*DATA TO PROCESS*.
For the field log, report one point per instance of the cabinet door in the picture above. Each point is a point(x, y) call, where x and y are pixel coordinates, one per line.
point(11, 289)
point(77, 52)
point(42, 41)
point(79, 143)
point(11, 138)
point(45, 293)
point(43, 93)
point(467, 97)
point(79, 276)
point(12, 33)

*TASK GOAL*. The full listing is to be printed again exactly as it stands.

*RESPONSE TO THIS TASK*.
For the field log, report one point per instance of the cabinet door in the picture above. Each point is a point(x, y) call, where x and y are pixel coordinates, one per line.
point(11, 289)
point(77, 52)
point(42, 41)
point(79, 143)
point(11, 138)
point(45, 293)
point(43, 93)
point(467, 97)
point(79, 276)
point(12, 33)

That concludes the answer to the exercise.